──────── SOURCE TEXT ────────

Abstract

The ML Schema, proposed by the W3C Machine Learning Schema Community Group, is a top-level ontology that provides a set of classes, properties, and restrictions for representing and interchanging information on machine learning algorithms, datasets, and experiments. It can be easily extended and specialized and it is also mapped to other more domain-specific ontologies developed in the area of machine learning and data mining. In this paper, we present the ML Schema and argue that exposing semantics of machine learning algorithms, models, and experiments may pave the way to better interpretability and to achieve the full interoperability of experiments.

Introduction

Complex machine learning models have recently achieved great successes in many predictive tasks. Despite their successes, a major problem is that they are often hard to interpret, which may affect their safeness and the level of trust of their users.

The problem of interpretability is one of the key research issues in the area of knowledge engineering and the Semantic Web community, which deals with making the semantics of various phenomena explicit. In this community, the problem of dealing with trust and traceability has gained a major interest last years and resulted in proposals and uptake of models such as the provenance ontology PROV-O [6].

In line with those efforts, in this position paper, we present the ML Schema ¹ [1], developed within the W3C Machine Learning Schema Community Group ². It is a simply shared schema that provides a set of classes, properties, and restrictions that can be used to represent and interchange information on Machine Learning (ML) algorithms, datasets, and experiments. It can be easily specialized to create new classes and properties and it is also mapped to more specific ontologies and vocabularies on machine learning [2] [3] [4] [5]. These ontologies, in turn, contain terms for representing experiment configurations (e.g., characteristics and properties of ML datasets, algorithms, and models) either in a more detailed or more abstract level.

──────── DATA ENTRIES ────────

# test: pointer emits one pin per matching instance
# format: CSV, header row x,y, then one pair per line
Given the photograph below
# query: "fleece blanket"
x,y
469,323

────────

PROBLEMS TO SOLVE>
(a) In the ML Schema paper, why is it a problem that complex machine learning models are often hard to interpret? Answer in one to three sentences.
(b) Continue the ML Schema paper from its last sentence.

WRITTEN RESPONSES>
(a) Their poor interpretability may affect how safe they are. It may also lower the level of trust their users place in them.

(b)
Despite recent efforts to achieve a high level of interoperability of ML experiments we still run into problems created due to the existence of different ML platforms: each of those has a specific conceptualization or schema for representing data and metadata (Figure 1, items 3 and 4: vertical interoperability). This scenario leads to an extra coding-effort (Figure 1: item 2) to achieve both the desired interoperability and a better provenance level as well as a more automatized environment for obtaining the generated results. To reduce this gap, the aforementioned ML vocabularies and ontologies have been proposed (e.g., MEX and Expose) (Figure 1: item 5). The gap can be further significantly reduced by achieving interoperability among state-of-the-art (SOTA) schemata of those resources (Figure 1: item 5), i.e., achieving the horizontal interoperability (Figure 1: item 6). Therefore, different groups of researchers could exchange SOTA metadata files in a transparent manner via web services, e.g.: from OntoDM and MEX (MLSchema.Schema data = mlschema.convert('myfile.ttl', MLSchema.Ontology.OntoDM, MLSchema.Ontology.MEX)). Furthermore, the canonical format also directly benefits different environments, such as ML ecosystems (e.g. OpenML [10]) and ML Metadata Repositories (e.g. WASOTA [9]) which can benefit on the mappings of a shared standard.

ML Schema Core classes. — **Figure 1.** Vertical and Horizontal Interoperability across ML Environments.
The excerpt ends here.